(TO DO)
Rewrite the records from their first line through the line with "(1272, 863)", changing "wood grain" to "oak grain" and leaving everything else as it is.

(RECORDS FOR PROCESSING)
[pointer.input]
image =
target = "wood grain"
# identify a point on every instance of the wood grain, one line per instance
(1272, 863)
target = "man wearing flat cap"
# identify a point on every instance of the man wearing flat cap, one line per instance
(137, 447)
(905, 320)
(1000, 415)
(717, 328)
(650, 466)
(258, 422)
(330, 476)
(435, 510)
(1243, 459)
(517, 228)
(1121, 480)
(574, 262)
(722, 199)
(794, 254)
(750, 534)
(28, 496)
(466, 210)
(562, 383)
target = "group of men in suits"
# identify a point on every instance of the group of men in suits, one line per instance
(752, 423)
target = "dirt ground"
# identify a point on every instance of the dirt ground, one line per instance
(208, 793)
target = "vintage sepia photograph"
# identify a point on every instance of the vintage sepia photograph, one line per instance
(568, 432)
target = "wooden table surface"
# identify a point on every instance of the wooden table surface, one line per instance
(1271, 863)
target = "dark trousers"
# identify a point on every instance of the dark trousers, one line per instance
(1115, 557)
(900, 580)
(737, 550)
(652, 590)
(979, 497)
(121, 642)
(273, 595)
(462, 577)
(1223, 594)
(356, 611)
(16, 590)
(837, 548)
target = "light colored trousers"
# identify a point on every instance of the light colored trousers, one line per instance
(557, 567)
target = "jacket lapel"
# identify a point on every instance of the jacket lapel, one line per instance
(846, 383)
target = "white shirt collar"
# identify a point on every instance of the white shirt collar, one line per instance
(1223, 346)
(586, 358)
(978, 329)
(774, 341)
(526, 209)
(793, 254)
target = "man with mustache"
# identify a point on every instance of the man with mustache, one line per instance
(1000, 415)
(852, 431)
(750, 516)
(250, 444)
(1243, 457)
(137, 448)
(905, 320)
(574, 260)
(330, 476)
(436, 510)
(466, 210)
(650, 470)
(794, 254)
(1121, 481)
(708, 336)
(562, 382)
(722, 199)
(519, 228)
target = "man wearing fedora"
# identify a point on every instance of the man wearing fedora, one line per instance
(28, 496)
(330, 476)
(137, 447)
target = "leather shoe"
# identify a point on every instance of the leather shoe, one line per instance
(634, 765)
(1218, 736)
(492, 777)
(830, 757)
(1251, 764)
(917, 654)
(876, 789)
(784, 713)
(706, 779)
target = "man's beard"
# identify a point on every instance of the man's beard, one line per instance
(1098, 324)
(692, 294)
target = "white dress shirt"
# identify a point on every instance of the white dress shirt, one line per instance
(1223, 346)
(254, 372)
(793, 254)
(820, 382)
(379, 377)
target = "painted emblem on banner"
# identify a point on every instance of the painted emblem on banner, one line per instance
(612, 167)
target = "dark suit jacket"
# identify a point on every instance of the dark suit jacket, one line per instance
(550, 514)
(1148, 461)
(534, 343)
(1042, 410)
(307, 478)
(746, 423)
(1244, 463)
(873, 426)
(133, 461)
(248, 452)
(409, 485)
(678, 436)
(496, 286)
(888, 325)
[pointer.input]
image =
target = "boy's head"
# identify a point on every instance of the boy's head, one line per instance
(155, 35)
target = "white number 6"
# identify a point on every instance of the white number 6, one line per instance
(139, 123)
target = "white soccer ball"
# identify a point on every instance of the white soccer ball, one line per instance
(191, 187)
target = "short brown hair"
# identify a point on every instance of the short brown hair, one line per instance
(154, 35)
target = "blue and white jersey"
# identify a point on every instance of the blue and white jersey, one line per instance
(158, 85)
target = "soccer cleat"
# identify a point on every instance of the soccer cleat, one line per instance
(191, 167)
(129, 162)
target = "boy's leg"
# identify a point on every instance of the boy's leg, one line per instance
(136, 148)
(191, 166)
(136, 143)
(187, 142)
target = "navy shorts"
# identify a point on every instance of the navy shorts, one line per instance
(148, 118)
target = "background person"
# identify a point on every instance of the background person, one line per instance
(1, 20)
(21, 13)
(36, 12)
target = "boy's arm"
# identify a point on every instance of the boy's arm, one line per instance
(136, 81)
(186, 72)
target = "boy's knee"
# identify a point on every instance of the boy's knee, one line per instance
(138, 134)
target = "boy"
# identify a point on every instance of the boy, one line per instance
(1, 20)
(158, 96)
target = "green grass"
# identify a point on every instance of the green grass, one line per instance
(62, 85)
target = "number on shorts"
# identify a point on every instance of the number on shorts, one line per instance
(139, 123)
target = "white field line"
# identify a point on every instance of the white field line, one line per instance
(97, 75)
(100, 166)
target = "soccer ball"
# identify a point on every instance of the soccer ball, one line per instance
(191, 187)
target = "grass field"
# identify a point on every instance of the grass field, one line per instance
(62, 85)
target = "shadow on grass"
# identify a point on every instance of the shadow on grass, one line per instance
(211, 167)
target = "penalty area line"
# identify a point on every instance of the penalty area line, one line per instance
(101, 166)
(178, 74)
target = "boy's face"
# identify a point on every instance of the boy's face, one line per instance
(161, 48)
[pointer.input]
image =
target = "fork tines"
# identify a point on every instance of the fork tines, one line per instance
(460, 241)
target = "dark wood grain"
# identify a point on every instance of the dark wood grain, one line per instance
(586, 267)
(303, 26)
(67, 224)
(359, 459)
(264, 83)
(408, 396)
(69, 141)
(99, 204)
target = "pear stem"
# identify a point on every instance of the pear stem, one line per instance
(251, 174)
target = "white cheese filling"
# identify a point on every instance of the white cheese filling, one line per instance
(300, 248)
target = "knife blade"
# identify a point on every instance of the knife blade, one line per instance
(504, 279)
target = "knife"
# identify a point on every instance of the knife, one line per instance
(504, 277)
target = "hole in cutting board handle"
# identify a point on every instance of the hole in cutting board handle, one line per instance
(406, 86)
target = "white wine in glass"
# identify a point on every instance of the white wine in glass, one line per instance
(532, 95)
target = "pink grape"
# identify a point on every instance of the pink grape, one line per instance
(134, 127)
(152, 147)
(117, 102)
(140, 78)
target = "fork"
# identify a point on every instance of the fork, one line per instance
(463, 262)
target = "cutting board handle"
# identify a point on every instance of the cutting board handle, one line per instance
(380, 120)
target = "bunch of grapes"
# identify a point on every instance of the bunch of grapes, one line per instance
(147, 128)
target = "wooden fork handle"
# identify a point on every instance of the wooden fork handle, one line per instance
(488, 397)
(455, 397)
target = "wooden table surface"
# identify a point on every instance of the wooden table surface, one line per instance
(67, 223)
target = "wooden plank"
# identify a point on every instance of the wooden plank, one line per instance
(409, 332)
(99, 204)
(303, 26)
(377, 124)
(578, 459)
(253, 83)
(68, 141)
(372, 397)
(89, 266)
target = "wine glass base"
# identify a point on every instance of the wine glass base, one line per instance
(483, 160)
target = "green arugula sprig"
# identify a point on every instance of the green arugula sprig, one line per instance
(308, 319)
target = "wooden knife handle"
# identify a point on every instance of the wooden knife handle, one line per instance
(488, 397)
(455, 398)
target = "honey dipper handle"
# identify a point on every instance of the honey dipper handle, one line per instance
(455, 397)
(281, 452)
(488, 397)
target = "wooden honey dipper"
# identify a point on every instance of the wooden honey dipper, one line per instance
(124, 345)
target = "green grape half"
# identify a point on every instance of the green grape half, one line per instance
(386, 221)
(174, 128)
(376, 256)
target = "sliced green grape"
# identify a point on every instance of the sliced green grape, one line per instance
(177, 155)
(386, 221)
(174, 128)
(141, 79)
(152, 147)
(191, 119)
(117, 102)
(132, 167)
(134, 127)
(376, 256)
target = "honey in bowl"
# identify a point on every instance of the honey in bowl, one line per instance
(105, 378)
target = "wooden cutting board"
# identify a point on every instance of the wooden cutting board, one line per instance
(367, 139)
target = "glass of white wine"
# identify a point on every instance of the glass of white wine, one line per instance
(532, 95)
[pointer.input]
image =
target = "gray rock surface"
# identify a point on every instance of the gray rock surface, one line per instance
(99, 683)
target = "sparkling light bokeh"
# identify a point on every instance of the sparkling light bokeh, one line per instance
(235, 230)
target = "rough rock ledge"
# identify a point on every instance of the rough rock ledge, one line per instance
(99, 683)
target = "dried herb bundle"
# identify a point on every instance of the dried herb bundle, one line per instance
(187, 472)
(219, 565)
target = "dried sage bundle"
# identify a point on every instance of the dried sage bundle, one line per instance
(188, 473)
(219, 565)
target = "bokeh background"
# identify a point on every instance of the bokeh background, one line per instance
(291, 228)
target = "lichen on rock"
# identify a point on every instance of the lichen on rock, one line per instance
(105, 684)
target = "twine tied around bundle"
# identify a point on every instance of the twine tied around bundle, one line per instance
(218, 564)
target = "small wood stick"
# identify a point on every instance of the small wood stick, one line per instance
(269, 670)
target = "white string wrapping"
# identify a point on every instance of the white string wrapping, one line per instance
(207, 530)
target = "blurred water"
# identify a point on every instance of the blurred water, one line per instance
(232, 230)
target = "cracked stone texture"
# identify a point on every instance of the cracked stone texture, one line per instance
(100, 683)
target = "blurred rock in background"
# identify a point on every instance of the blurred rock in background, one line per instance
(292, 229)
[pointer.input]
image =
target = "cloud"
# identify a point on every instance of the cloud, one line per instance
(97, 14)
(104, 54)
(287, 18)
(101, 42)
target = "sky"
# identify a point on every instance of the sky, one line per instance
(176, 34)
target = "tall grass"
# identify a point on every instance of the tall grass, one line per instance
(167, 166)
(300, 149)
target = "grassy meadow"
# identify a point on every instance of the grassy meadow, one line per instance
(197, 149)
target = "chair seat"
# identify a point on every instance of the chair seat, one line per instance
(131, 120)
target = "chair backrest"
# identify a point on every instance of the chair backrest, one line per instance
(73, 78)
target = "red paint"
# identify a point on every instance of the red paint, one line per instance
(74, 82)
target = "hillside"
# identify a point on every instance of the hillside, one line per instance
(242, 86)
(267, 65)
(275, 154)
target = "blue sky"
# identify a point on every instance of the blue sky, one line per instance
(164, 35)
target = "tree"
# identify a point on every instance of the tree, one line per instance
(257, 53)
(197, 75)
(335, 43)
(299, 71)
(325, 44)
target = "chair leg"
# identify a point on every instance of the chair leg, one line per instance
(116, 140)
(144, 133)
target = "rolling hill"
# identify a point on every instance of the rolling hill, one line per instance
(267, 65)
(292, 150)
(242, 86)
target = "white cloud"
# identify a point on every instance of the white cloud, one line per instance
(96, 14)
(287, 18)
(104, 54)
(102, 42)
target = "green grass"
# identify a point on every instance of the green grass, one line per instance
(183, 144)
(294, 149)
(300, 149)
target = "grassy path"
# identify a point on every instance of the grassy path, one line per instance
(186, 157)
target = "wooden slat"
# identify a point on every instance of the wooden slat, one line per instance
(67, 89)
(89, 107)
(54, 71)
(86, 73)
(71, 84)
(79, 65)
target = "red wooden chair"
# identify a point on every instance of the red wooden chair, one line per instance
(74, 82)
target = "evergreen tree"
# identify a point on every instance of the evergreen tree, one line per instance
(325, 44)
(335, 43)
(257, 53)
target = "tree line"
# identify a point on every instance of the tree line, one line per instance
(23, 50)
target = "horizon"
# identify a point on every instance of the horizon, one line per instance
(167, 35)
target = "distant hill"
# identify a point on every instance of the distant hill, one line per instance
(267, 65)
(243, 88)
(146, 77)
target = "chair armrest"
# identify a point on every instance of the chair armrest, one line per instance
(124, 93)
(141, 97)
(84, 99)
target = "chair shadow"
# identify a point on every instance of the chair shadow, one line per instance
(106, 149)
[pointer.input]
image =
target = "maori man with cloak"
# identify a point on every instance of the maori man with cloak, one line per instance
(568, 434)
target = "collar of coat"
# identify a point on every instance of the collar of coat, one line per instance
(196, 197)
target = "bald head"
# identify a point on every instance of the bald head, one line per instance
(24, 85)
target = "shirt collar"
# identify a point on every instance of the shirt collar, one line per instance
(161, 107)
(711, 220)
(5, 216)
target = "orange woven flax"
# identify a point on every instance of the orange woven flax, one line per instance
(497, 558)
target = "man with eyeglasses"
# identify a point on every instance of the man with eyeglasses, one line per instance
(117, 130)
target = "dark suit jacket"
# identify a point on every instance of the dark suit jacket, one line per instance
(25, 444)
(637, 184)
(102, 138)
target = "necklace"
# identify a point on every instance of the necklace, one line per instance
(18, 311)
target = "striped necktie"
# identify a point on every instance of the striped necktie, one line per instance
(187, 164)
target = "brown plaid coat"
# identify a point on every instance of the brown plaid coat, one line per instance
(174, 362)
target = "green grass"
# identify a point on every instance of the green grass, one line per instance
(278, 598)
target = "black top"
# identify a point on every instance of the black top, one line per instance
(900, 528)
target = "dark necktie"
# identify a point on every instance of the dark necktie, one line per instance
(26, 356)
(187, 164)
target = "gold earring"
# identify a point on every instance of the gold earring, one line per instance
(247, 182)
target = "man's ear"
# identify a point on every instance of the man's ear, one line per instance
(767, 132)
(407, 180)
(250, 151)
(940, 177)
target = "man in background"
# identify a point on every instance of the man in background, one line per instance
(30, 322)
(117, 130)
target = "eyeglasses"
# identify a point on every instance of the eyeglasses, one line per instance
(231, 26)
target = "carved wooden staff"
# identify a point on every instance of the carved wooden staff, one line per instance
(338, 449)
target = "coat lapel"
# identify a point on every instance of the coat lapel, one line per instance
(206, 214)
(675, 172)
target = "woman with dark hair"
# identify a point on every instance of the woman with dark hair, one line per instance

(SOLUTION)
[pointer.input]
image =
target = "oak grain"
# identify a point on every instance of the oak grain, one line per instance
(1272, 863)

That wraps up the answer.